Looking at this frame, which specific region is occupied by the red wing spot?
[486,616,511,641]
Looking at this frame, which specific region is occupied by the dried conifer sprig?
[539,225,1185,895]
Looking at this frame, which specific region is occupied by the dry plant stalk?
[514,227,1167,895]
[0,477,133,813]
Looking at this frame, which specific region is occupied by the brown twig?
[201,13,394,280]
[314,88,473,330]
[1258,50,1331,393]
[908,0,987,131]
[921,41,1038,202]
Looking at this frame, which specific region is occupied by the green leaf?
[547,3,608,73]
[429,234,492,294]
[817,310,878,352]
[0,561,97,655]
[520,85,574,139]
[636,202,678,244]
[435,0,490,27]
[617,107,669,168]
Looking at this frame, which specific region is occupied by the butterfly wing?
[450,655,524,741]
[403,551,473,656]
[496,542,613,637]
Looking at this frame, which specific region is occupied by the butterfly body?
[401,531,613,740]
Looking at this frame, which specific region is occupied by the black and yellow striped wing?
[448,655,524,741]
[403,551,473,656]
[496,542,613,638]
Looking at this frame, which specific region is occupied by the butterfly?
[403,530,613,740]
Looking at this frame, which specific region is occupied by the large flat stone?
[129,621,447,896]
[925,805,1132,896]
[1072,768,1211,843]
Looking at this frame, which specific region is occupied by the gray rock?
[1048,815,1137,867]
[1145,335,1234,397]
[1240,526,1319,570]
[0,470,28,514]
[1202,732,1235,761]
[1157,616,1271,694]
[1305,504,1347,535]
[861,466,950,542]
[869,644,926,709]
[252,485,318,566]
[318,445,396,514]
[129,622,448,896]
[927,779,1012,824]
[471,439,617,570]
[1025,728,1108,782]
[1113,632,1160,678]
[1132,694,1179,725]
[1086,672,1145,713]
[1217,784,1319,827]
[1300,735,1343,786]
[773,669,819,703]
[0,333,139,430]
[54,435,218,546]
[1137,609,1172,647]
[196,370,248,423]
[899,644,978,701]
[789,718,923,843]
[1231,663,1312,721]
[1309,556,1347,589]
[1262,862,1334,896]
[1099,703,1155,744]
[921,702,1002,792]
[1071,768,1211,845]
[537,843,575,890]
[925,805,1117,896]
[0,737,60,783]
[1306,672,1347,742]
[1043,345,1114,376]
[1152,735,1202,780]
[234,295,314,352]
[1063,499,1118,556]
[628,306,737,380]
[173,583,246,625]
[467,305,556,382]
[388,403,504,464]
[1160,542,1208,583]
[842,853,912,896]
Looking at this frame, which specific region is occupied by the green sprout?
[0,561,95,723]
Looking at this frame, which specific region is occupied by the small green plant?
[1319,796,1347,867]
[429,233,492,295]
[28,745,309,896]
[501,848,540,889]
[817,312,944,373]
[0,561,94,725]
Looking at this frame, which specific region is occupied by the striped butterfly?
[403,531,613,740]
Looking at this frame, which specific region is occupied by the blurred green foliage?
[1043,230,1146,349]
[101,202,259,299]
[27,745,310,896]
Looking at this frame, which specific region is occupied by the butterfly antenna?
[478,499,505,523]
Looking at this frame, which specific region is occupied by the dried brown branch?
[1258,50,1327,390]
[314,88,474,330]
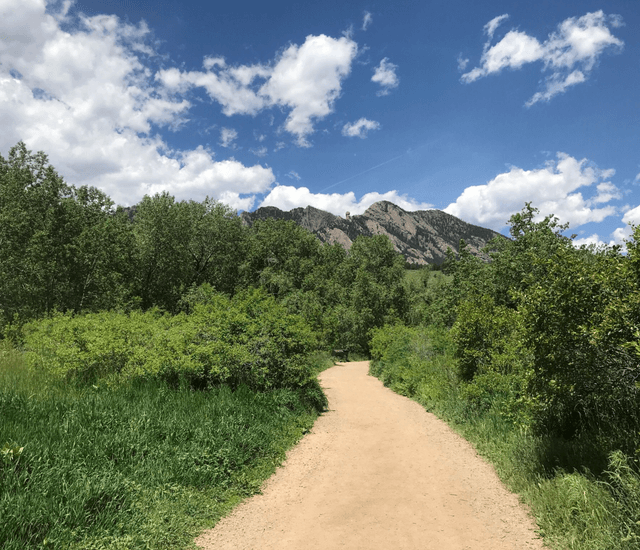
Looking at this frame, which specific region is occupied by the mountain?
[240,201,500,264]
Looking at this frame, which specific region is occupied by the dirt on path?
[196,361,543,550]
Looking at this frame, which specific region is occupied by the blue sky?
[0,0,640,243]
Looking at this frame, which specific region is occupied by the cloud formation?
[260,185,433,216]
[362,11,373,31]
[444,153,621,231]
[342,118,380,139]
[0,0,275,209]
[461,10,624,107]
[371,57,400,96]
[156,34,358,147]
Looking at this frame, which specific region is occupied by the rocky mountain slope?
-=-=-
= Given exercise =
Copy every item above word for word, leaving out the pictures.

= Response =
Looking at this frame, which specific region is occupied by the red wing spot?
[486,616,511,641]
Looking at this frame, which specific region is occupied by the dried conifer sprig?
[539,225,1185,895]
Looking at this frame, which specific region is occupied by the dry plant stalk?
[514,227,1167,895]
[0,477,133,813]
Looking at this frame, which specific region is occupied by the brown twig?
[201,13,394,280]
[314,88,473,330]
[1258,50,1331,393]
[908,0,987,131]
[921,41,1038,202]
Looking at this frame, which specific region is occupied by the green leaf?
[547,3,608,73]
[429,234,492,294]
[817,310,878,352]
[0,561,97,655]
[520,85,574,139]
[636,202,678,244]
[435,0,490,27]
[617,107,669,168]
Looking at this frame, which specific region is occupied by the butterfly wing?
[450,655,524,741]
[403,551,473,656]
[496,542,613,637]
Looking at this frame, which specific region is occupied by the butterfly body?
[401,531,613,740]
Looking at this frame, which specific region is occupied by the black and yellow striped wing?
[448,655,524,741]
[403,551,473,656]
[496,542,613,638]
Looking at this frame, which specific region is occupied by the butterfly?
[403,530,613,740]
Looking at this frame, which specific region is occupied by the large flat stone?
[129,621,447,896]
[925,805,1132,896]
[1072,768,1211,843]
Looking at this frame, which specific region is occupied by the gray rock?
[1048,815,1137,867]
[1145,335,1234,397]
[1240,526,1319,570]
[0,470,28,514]
[1202,732,1235,761]
[1157,616,1271,694]
[1305,504,1347,535]
[861,466,950,542]
[869,644,926,709]
[252,485,318,566]
[318,445,396,514]
[129,622,448,896]
[927,779,1012,824]
[471,439,617,570]
[1025,728,1108,782]
[1113,632,1160,678]
[1132,694,1179,725]
[1086,672,1145,713]
[1217,784,1319,827]
[1300,735,1343,786]
[773,669,819,703]
[0,333,139,430]
[54,435,218,546]
[1137,609,1172,647]
[196,370,248,423]
[899,644,978,701]
[789,718,923,843]
[1231,663,1312,721]
[1309,556,1347,589]
[1262,862,1334,896]
[1099,703,1155,744]
[921,702,1002,792]
[1071,768,1211,845]
[537,843,575,890]
[925,805,1117,896]
[0,737,60,783]
[1306,672,1347,742]
[1043,345,1114,376]
[1152,735,1202,780]
[234,295,314,352]
[1063,499,1118,556]
[628,306,737,380]
[173,583,246,625]
[467,305,556,382]
[388,403,504,464]
[1160,542,1208,583]
[842,853,912,896]
Looking at this frame, which specific region is occupied by the green sprout?
[0,561,95,723]
Looking at this frame, which specific region is occupied by the small green plant?
[1319,796,1347,867]
[429,233,492,295]
[28,745,309,896]
[501,848,540,889]
[817,312,944,373]
[0,561,94,725]
Looking at this frame, which specific region is occupied by the striped butterfly?
[403,531,613,740]
Looking at this frame, which specific region is occupied by the blurred green foliage?
[1043,230,1146,349]
[101,202,259,299]
[27,745,310,896]
Looking at this frame, which specific region is occupied by the butterfly antenna?
[478,499,505,523]
Looking at this frame, which specific region is occupied by the dried brown branch?
[1258,50,1327,390]
[314,88,474,330]
Looking at this frame, which specific region is occupied by the mountain?
[240,201,500,264]
Looking at this frame, which specific region is occupied by the dirt on path?
[196,361,543,550]
Looking at this frame, which specific region is occupied by the blue sky?
[0,0,640,243]
Looking at this frame, which specific region is occupied by the cloud formation?
[260,185,433,216]
[362,11,373,31]
[444,153,621,231]
[342,118,380,139]
[0,0,275,209]
[461,10,624,107]
[371,57,400,96]
[156,34,358,147]
Looking at this frame, which specific region is occupied by the rocky mountain slope?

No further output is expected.